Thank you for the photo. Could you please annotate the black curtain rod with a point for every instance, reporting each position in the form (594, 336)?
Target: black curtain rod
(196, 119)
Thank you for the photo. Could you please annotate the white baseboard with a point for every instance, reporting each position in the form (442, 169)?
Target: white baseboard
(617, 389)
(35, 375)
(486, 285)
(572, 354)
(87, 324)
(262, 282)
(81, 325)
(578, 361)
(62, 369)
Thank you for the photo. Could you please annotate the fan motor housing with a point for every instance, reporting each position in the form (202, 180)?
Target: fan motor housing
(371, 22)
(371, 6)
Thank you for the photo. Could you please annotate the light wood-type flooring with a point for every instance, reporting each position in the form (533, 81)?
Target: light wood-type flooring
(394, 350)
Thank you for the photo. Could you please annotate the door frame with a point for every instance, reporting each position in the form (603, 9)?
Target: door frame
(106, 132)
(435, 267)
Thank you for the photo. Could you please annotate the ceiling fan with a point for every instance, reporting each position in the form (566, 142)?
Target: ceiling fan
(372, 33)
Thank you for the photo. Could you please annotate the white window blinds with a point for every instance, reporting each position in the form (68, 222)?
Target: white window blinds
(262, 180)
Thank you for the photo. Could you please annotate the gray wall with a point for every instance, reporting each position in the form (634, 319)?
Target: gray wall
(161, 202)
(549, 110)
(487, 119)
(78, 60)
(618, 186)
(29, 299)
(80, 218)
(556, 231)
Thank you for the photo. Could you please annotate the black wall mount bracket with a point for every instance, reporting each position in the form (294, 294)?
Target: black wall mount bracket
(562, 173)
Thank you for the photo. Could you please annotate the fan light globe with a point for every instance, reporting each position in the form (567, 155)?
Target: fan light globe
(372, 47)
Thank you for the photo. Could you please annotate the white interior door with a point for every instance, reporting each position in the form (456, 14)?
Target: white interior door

* Task instructions
Lay out every line of the rows above as a numbered list, dropping any blank lines.

* Written response
1. Thank you for the photo. Could you please annotate the black curtain rod with a point for every instance, reporting each position in the form (594, 336)?
2. Target: black curtain rod
3. (196, 119)
4. Thank you for the photo. Could you please annotate the white baseboard with a point for every instance, reporting each position in the form (442, 169)?
5. Target: white baseboard
6. (617, 389)
7. (35, 375)
8. (486, 285)
9. (572, 354)
10. (87, 324)
11. (262, 282)
12. (81, 325)
13. (578, 361)
14. (62, 369)
15. Thank you for the photo. Could you please annotate the fan motor housing with a point for every instance, reporting each position in the form (202, 180)?
16. Target: fan motor housing
17. (371, 22)
18. (371, 6)
19. Thank you for the photo. Could you please annotate the light wood-type flooring with a point for every instance, reporting each position in the form (533, 81)?
20. Target: light wood-type flooring
21. (394, 350)
22. Thank you for the photo. Could you please annotate the door frame with a point for every instance, reporting each position in the form (603, 9)?
23. Target: door frame
24. (106, 132)
25. (435, 267)
26. Thank you for the photo. Could you please annotate the ceiling fan with a point for every instance, reporting each position in the form (566, 142)?
27. Target: ceiling fan
28. (372, 33)
29. Thank you for the photo. Could you please annotate the white window blinds with a point for every instance, reporting each position in the form (68, 222)?
30. Target: white window blinds
31. (262, 180)
32. Thank you for the photo. Could you please annotate the gray wall with a point for every instance, reporting each position in the form (634, 319)?
33. Target: gray wall
34. (161, 202)
35. (549, 110)
36. (487, 119)
37. (78, 60)
38. (618, 186)
39. (29, 299)
40. (80, 218)
41. (556, 231)
42. Thank you for the photo. Could you please annotate the black wall mount bracket with a point for every instance, reporting each position in the form (294, 294)?
43. Target: black wall mount bracket
44. (562, 173)
45. Thank you for the photo. Could you please annotate the fan light globe with a point for every instance, reporting each position in the form (567, 155)?
46. Target: fan light globe
47. (372, 47)
48. Thank you for the photo. Could you please annotate the white interior door with a point for every instance, reporting each position in the form (456, 14)?
49. Target: white interior door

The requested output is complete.